■ **EXERCISE**: Repeat the lines below exactly as written, please, from the line with "Would you mind picking out the pine" to the line with "Would you mind picking out the hiker", both lines included, and no others.

-*-*-

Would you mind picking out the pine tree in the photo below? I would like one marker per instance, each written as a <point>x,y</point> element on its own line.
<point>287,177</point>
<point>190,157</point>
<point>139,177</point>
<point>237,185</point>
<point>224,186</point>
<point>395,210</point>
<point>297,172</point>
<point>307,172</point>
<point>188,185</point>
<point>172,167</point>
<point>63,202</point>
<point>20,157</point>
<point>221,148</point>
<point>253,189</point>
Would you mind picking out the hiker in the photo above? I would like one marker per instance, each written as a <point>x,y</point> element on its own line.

-*-*-

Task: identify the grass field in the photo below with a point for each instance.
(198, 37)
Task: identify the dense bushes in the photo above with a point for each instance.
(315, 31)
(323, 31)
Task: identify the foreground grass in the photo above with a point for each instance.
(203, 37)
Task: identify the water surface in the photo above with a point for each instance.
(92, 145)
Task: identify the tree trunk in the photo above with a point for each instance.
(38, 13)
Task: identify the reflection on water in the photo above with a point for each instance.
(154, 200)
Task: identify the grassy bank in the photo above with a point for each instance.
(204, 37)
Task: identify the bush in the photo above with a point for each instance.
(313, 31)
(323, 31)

-*-*-

■ **SOLUTION BELOW**:
Would you mind picking out the pine tree in the photo below? I would like one marker per instance, each written as a <point>x,y</point> element on its own line.
<point>287,177</point>
<point>190,157</point>
<point>139,177</point>
<point>237,185</point>
<point>224,186</point>
<point>395,210</point>
<point>297,172</point>
<point>307,172</point>
<point>188,185</point>
<point>172,167</point>
<point>63,202</point>
<point>20,157</point>
<point>221,148</point>
<point>253,189</point>
Would you mind picking out the hiker in the photo above? I would like one marker per instance, each written as a <point>x,y</point> element on its own line.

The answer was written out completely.